## [Study text]
'''
I’m going to lay out the different procedures you can get, what’s involved in each, how tough the physical recovery is, and I’ll add a note for how significantly the research says that procedure can feminize a face where the base structure is causing a person to be gendered incorrectly. That last bit is important—if you “feminize” a structure that’s already within normal feminine ranges, the result can look… weird. Be thoughtful—this isn’t the sort of thing where you can just tell a doctor “go as feminine as possible” and call it good. A face is a gestalt, which means that the whole is a lot more than the sum of the parts.
So, remember: go for a balance, and when in doubt, work to resolve your dysphoria more than working to be gendered correctly. Preserve what’s already good, and change what’s not working. Nobody’s going to need or want all of these procedures.
Forehead Reconstruction—Major Change
Forehead reconstruction comes in 3 types, and the main difference between them is how much bone needs to be removed and what kinds of repair or replacement needs to be done afterward, based on the bone removed. For instance, I had a Type 3 forehead reconstruction, because a sinus cavity was exposed during the procedure—that’s what those bits of titanium mesh are for in my “after” CT scans. They protect the cavity and encourage bone regrowth.
For all types of forehead reconstruction, the surgeon will make an incision from ear to ear, either along the patient’s hairline or inside your hair (this is called a coronal approach, and is less common). The skin and fat are peeled down to the patient’s eyes and, basically, a surgical-grade Dremel tool is used to sand down the brow bone. Sometimes, a piece of bone needs to be cut out and repositioned. Then, finally, the skin and fat are replaced, and the incision is closed with a whole bunch of stitches. Forehead reconstruction is generally considered to be the definitive technique of FFS; it’s pretty rare to have FFS and not have a forehead reconstruction.
Increasingly, forehead reconstruction and orbital shaves are done together, because it’s very rare to need one and not the other.
Recovery: Pretty easy, in terms of pain. I’ve had worse flu recoveries. However, it’s very slow; once the initial swelling heals, the fat and skin of your face, which has adapted to your brow ridge being there, will sag and look pretty terrible for a while. Expect it to take about a year for everything to adjust fully.
'''
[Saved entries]
'''
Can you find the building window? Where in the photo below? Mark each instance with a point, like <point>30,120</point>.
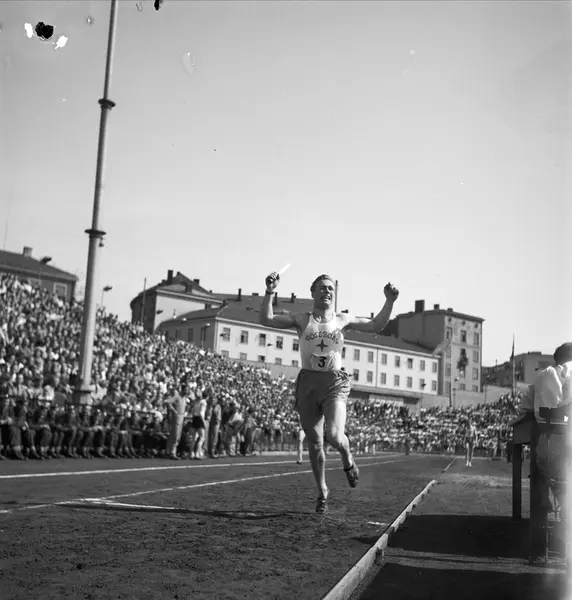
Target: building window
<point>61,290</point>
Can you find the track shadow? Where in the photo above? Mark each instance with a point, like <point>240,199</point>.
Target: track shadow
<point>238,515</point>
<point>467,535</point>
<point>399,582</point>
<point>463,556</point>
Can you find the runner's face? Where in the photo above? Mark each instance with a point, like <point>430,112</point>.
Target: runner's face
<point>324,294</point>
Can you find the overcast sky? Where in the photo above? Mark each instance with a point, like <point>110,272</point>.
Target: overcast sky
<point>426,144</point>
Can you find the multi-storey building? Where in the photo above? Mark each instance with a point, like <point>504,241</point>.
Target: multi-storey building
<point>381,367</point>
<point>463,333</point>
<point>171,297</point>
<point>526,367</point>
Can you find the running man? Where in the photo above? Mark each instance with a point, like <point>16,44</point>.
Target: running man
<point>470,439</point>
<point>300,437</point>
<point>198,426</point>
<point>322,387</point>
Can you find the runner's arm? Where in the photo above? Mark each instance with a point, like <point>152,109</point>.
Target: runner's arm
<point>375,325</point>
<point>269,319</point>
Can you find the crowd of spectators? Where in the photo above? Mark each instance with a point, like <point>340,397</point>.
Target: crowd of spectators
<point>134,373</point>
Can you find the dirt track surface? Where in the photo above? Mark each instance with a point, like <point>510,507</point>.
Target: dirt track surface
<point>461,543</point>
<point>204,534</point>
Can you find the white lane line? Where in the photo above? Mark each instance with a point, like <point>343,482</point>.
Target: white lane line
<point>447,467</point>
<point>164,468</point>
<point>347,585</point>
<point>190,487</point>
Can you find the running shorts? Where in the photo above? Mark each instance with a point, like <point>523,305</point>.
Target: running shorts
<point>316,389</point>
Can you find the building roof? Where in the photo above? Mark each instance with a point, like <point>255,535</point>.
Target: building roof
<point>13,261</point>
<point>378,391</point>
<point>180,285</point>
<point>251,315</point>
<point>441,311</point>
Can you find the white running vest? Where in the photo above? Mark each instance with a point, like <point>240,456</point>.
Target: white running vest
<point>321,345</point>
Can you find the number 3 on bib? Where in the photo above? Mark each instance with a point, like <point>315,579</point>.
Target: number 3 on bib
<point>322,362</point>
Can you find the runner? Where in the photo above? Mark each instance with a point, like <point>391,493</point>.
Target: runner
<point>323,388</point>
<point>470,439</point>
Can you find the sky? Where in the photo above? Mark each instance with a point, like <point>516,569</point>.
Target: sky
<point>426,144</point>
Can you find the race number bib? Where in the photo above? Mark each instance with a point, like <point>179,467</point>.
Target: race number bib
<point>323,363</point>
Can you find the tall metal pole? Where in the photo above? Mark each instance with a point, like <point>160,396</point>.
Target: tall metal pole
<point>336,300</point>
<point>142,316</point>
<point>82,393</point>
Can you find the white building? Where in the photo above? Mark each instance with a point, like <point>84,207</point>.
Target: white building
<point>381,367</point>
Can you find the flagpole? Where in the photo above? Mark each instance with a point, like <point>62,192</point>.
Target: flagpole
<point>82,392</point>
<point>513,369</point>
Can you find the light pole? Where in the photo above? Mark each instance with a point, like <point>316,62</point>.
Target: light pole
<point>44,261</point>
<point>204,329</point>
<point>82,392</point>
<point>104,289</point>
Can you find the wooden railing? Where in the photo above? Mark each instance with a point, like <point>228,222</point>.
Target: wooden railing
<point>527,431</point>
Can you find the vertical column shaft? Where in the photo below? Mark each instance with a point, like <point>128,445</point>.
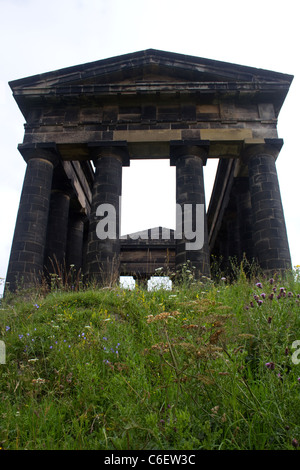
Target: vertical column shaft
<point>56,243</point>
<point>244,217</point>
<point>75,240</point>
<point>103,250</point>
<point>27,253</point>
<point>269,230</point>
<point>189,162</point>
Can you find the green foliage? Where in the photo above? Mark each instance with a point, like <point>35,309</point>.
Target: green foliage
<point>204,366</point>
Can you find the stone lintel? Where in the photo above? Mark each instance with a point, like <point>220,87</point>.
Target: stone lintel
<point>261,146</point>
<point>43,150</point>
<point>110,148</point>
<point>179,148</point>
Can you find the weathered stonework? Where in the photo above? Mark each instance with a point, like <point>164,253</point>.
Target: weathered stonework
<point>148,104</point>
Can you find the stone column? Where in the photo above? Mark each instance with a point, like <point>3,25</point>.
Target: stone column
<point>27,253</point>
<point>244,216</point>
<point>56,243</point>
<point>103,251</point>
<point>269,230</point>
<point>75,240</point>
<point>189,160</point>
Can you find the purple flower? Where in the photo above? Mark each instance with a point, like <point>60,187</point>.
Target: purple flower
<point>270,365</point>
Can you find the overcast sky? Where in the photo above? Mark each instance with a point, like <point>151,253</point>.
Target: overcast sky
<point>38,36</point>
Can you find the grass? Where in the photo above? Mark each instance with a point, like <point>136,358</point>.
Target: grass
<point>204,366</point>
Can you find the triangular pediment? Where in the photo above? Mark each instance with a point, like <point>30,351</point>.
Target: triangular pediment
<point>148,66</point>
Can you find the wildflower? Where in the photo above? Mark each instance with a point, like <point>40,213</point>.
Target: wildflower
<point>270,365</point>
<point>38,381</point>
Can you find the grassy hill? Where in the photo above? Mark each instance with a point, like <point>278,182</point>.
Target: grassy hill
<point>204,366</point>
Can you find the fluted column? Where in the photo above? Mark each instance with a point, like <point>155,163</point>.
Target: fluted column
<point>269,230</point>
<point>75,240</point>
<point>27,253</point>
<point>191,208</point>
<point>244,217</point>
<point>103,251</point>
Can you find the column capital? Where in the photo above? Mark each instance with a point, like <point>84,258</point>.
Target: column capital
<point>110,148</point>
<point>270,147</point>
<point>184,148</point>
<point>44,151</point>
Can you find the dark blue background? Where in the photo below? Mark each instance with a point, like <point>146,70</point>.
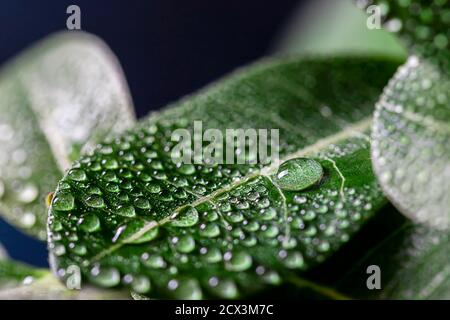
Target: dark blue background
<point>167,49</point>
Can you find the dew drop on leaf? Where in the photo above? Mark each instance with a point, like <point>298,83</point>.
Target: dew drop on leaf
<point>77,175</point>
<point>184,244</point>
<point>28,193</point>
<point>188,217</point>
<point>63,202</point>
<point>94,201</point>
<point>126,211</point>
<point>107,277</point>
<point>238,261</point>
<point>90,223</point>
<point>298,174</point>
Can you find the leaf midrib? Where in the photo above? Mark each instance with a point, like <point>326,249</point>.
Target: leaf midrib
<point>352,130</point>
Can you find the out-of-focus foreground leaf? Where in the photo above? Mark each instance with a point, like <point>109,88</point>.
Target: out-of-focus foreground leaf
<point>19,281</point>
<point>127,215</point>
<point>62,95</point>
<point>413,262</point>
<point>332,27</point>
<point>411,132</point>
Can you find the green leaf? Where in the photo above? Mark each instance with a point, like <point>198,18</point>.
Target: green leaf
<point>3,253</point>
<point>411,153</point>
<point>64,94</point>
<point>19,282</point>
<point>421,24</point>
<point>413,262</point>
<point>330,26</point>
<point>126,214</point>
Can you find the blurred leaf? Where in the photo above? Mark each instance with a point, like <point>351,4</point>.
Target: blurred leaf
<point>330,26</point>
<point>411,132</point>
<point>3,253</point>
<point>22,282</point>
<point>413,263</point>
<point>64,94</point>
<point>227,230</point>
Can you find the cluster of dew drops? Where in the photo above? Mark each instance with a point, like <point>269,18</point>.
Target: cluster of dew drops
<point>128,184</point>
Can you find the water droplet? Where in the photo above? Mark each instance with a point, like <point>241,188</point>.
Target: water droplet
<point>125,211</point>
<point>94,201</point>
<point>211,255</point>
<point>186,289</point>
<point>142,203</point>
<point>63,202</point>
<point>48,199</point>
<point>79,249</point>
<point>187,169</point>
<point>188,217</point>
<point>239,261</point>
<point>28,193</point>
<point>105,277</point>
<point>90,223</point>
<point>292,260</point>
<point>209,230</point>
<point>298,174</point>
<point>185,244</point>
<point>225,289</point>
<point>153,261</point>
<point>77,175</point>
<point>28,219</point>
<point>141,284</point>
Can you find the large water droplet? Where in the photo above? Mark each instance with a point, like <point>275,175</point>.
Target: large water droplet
'''
## [What to produce]
Pick up the text on facial feminization surgery procedures after its last sentence and keep going in the same voice.

## [Reply]
If your doctor goes in with a hairline incision, it’s incredibly important that you stay out of the sun for the first 6-12 months of your recovery. If you tan a lot, it can really highlight your incision scar, making it highly visible for a long time. This is the reason some doctors use a coronal incision—your hair hides and protects everything.
Orbital Shave—Major Change
An orbital shave is done by opening up a patient’s face in the exact same way as forehead reconstruction, and often as a part of that surgery. A rotary tool (that same surgical-grade Dremel) is used to sand down the shape of a patient’s eyesockets, to remove the shape changes that testosterone in puberty generally causes in them.
Orbital shaving is a newer FFS technique, but most experts say it makes just as big a difference for facial feminization as forehead reconstruction.
Recovery: The same as forehead reconstruction, except that your eyes tend to swell pretty badly in day 3-4 of your surgical recovery. Think “two nasty black eyes,” plus the same long, slow readjustment you see with a forehead reconstruction.
Hair Transplant—Moderate to Major Change
A hair transplant is usually performed by removing a strip of hair from the back of a patient’s head, using a microscope to dissect each individual follicle, and then transplanting each follicle by hand to reshape the hairline. A less-common version of the technique uses a robot to move each follicle individually, but it’s not used very often for facial feminization because it’s slower than using a strip.
How much a hair transplant can feminize a face depends a lot on how receded a person’s hairline is. For people who had very badly receded hair like I had, it can make a dramatic difference in how a face is gendered. For others, with a simple M-shaped hairline, it can actually have no effect whatsoever—many cis women have M-shaped hairlines. As a result, hair transplants are often more about resolving dysphoria than changing the way a face is gendered—but that doesn’t make them any less important.
Recovery: Low pain, but rough and slow. You’ll have to sleep on your back and sitting up for about a month, spray your forehead with saline every half hour for about a week after the operation, and avoid getting sun on the transplant area for about three months, so find a hat you like. All of the transplanted hair will fall out after about a month, and it won’t start growing back until month 3-4. You won’t see full results for 12-18 months.
Hairline Advancement—Moderate to Negative Change
To perform a hairline advancement, a surgeon makes an incision along your hairline, removes a strip of skin an inch or two wide in front of it, and pulls your hairline forward, reattaching it with the removed strip of skin thrown away. For someone with a badly receded but otherwise-full hairline who’s already having FFS—and especially when they’re getting a standard hairline incision for that FFS—a hairline advancement can dramatically reduce (or even completely replace!) how much of a hair transplant you need to have a feminine hairline.
But!
But feminine hairlines don’t vary as much as masculine hairlines do, and if you pull a hairline forward too far—and, remember, with FFS, there’s a lot of soft tissue readaptation, which isn’t always perfectly predictable—it can actually masculinize a face. For this reason, an increasing number of FFS surgeons won’t do hairline advancements except in very special situations, and even then, they’ll usually lowball how much they advance the patient’s hairline on purpose, meaning they’ll still need a transplant later. Overshooting on a hairline advancement is bad.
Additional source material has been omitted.